=== Assigned task ===
Every entry below is to be retyped exactly as it appears.

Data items
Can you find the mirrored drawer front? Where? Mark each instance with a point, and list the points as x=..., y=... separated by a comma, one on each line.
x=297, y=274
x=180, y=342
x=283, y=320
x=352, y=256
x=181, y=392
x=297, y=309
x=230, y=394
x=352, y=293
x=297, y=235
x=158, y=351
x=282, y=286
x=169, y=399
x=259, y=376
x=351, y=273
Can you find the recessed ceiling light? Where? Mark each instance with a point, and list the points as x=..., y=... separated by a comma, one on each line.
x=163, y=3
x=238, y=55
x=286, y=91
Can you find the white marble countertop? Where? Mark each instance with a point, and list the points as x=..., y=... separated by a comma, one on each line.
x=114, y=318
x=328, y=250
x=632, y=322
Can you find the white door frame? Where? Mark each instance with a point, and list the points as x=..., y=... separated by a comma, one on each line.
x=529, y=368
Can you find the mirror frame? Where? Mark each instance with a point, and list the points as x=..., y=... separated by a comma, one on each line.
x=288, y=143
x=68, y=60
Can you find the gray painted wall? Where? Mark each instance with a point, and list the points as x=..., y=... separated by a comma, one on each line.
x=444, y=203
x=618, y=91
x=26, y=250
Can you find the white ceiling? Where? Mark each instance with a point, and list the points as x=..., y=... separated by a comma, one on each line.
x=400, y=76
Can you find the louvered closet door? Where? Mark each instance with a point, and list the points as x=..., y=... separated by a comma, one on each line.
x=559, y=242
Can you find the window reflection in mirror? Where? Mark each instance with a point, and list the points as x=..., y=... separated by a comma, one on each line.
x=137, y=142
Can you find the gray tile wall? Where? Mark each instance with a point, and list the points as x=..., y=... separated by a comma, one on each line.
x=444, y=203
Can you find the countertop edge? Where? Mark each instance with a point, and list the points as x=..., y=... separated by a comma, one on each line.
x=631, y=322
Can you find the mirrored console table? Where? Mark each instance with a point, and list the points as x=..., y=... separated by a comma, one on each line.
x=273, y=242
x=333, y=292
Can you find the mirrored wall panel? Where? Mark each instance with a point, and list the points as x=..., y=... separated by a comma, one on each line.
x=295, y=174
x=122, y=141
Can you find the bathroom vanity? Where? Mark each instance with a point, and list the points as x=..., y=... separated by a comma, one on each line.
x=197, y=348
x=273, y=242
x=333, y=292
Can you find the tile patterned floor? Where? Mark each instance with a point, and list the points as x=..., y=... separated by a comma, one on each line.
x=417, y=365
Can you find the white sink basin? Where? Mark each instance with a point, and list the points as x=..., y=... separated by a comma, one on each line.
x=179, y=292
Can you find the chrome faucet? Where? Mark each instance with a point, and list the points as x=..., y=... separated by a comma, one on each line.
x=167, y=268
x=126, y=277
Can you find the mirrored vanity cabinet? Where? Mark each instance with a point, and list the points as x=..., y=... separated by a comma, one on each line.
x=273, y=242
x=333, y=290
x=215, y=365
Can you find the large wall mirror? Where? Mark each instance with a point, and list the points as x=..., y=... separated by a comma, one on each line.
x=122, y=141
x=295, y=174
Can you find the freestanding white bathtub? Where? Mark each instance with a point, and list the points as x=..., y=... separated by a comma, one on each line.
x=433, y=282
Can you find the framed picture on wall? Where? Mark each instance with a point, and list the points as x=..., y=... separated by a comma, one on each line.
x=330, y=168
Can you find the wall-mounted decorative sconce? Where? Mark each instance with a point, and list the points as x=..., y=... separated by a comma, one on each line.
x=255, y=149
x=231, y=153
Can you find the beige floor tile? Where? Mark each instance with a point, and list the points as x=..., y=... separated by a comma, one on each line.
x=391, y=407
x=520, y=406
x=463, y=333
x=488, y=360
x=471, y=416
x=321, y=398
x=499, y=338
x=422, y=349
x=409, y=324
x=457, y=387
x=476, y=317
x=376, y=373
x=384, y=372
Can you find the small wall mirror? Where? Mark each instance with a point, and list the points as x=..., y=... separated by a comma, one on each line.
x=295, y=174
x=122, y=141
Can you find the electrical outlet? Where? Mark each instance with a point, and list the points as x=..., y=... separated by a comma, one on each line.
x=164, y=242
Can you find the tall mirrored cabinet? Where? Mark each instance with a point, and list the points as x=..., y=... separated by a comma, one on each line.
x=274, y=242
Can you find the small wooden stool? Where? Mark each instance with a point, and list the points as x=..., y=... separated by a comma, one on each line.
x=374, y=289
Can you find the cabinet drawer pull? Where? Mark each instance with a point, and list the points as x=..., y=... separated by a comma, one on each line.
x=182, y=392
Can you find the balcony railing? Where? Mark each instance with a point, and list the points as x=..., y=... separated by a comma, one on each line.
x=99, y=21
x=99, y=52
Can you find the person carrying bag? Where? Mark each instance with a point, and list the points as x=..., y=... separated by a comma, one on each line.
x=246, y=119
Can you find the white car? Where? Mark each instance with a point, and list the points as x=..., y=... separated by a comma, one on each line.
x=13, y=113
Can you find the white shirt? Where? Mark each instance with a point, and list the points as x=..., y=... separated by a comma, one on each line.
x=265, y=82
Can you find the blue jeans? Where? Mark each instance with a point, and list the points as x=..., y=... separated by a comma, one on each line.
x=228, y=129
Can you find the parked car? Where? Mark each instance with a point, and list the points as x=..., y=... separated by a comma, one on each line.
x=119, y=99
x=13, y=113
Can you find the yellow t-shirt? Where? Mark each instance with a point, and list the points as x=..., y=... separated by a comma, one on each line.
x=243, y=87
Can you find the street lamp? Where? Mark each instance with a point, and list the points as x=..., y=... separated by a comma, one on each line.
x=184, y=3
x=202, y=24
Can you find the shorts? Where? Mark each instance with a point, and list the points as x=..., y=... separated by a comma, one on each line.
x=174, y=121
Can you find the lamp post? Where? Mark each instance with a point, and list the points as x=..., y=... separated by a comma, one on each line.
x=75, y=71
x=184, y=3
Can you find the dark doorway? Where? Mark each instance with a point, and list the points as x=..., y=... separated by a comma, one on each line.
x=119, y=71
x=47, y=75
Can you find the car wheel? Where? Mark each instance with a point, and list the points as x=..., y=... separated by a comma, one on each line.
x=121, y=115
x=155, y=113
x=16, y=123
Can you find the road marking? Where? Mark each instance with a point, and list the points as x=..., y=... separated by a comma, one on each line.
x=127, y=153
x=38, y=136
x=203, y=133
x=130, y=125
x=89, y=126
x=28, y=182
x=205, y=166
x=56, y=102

=== Answer section ===
Can you find the mirrored drawer front? Where? Mark each instance with a point, and list the points as x=..., y=... separated by a comma, one on each line.
x=297, y=274
x=180, y=342
x=283, y=320
x=352, y=256
x=181, y=392
x=297, y=309
x=230, y=394
x=352, y=293
x=297, y=235
x=158, y=351
x=282, y=286
x=169, y=399
x=259, y=376
x=351, y=273
Can you find the recessed ceiling light? Where? Mark each instance with a point, and list the points as x=..., y=... separated by a comma, one on each line.
x=163, y=3
x=238, y=55
x=286, y=91
Can you find the white marble countertop? Where? Mark each instance with a point, and list the points as x=..., y=... separated by a comma, one on each line.
x=114, y=318
x=328, y=250
x=632, y=322
Can you find the white door frame? Where? Mark each instance with a point, and list the points as x=..., y=... separated by a comma, one on each line.
x=529, y=368
Can you find the mirror frame? Where? Mark each instance with a point, and list the points as x=..., y=... separated by a comma, one on each line.
x=288, y=143
x=68, y=60
Can you find the gray painted wall? Where? Mark each instance with a point, and list the points as x=..., y=... separated by a comma, one on each line.
x=444, y=203
x=618, y=91
x=26, y=250
Can you find the white ceiling? Where? Mark each instance with a point, and list the points as x=..., y=... separated by a comma, one on each line.
x=400, y=76
Can you find the louvered closet door? Where? Mark each instance with a point, and list the points as x=..., y=... separated by a comma, one on each line.
x=559, y=242
Can you find the window reflection in mirror? Where? Mark each instance with a point, and list the points as x=..., y=... separated by a comma, one on each line.
x=137, y=142
Can you find the gray tile wall? Where? Mark each instance with a point, and list the points as x=..., y=... separated by a comma, one on each line.
x=444, y=203
Can you find the countertop edge? Where? Mark each instance with a point, and list the points as x=..., y=... separated by a comma, one on each line.
x=631, y=322
Can you find the mirrored console table? Where? Mark each instance with a point, and list the points as x=..., y=... separated by a comma, one on each line.
x=273, y=242
x=333, y=292
Can you find the mirrored wall panel? Where? Mark each instance with a point, and list the points as x=..., y=... separated by a comma, one on each line.
x=295, y=174
x=122, y=141
Can you find the bathroom vanity? Where? Mark each instance with a point, and list the points as x=..., y=... separated by a comma, one on each line.
x=197, y=348
x=273, y=242
x=333, y=292
Can you find the tile patterned floor? Where? Mark each instance with a point, and list the points as x=..., y=... separated by a comma, one on each line.
x=417, y=365
Can you find the white sink basin? Where? Mark each instance with a point, and list the points as x=..., y=... separated by a comma, one on each line.
x=179, y=292
Can you find the chrome faucet? Where? Mark each instance with a point, and list the points as x=..., y=... separated by a comma, one on each line.
x=167, y=268
x=126, y=277
Can you find the mirrored vanity cabinet? Where? Mark each instance with a point, and list the points as x=..., y=... separated by a comma, one on each line.
x=273, y=242
x=333, y=290
x=215, y=365
Can you find the large wall mirror? Where? Mark each instance with a point, and list the points as x=..., y=... separated by a comma, one on each line.
x=122, y=141
x=295, y=174
Can you find the freestanding white bathtub? Where? Mark each instance with a point, and list the points as x=..., y=... separated by a comma, one on each line.
x=433, y=282
Can you find the framed picture on wall? Where? Mark each instance with a point, and list the points as x=..., y=... separated by a comma, one on each line.
x=330, y=168
Can you find the wall-mounted decorative sconce? Where? Mark each instance with a point, and list the points as x=..., y=... separated by a comma, one on each line.
x=255, y=149
x=231, y=153
Can you find the beige floor tile? Where? Mark each instance with a point, and list the points as x=..., y=... separated by a comma, one on each line.
x=391, y=407
x=520, y=406
x=463, y=333
x=488, y=360
x=471, y=416
x=321, y=398
x=499, y=338
x=422, y=349
x=409, y=324
x=457, y=387
x=476, y=317
x=376, y=373
x=384, y=372
Can you find the small wall mirror? Where? Mark each instance with a point, and list the points as x=..., y=... separated by a comma, one on each line.
x=295, y=174
x=122, y=141
Can you find the electrical outlet? Where? Mark each instance with a point, and list the points as x=..., y=... separated by a comma, one on each line.
x=164, y=242
Can you find the tall mirrored cabinet? Where? Mark each instance with a point, and list the points as x=..., y=... separated by a comma, one on each line.
x=274, y=242
Can you find the small wooden stool? Where? Mark each instance with a point, and list the points as x=..., y=... separated by a comma, one on each line.
x=374, y=289
Can you find the cabinet drawer pull? Where? Mark each instance with a point, and list the points as x=..., y=... separated by a comma, one on each line.
x=182, y=392
Can you find the balcony railing? Where? Mark each instance with a point, and list the points as x=..., y=... separated by a comma, one on each line.
x=99, y=21
x=99, y=52
Can you find the person carrying bag? Where? Mark each instance with a point, and list the points as x=..., y=... separated by a comma, one on each line.
x=246, y=119
Can you find the white car? Where? Mark each instance with a point, and list the points as x=..., y=... separated by a comma, one on each line.
x=13, y=113
Can you find the white shirt? Where? Mark each instance with a point, and list the points as x=..., y=... separated by a comma, one on each line.
x=265, y=82
Can you find the blue jeans? Where? Mark each instance with a point, and list the points as x=..., y=... separated by a comma, one on each line.
x=228, y=129
Can you find the parked car? Where? Mark each instance with a point, and list the points as x=..., y=... separated by a comma, one on each line.
x=119, y=99
x=13, y=113
Can you find the yellow t-shirt? Where? Mark each instance with a point, and list the points as x=..., y=... separated by a comma, one on each line.
x=243, y=87
Can you find the street lamp? Where? Mark each instance with a point, and list the points as x=..., y=... separated by a comma, one on each line.
x=184, y=3
x=202, y=24
Can you find the shorts? Where? Mark each instance with a point, and list the points as x=..., y=... separated by a comma, one on each line.
x=174, y=121
Can you find the lamp post? Where? Mark each instance with a point, and list the points as x=..., y=... separated by a comma, one on each line.
x=75, y=71
x=184, y=3
Can you find the dark doorway? Where? Mark each instance with a point, and list the points as x=..., y=... separated by a comma, one on each line.
x=119, y=71
x=47, y=75
Can you find the car wheel? Where? Mark each instance with a point, and list the points as x=..., y=... separated by a comma, one on each line.
x=121, y=115
x=155, y=113
x=16, y=123
Can you find the road marking? Where? Mark each instance with a point, and list the points as x=..., y=... separated by a comma, one on each line.
x=127, y=153
x=38, y=136
x=203, y=133
x=130, y=125
x=89, y=126
x=28, y=182
x=205, y=166
x=56, y=102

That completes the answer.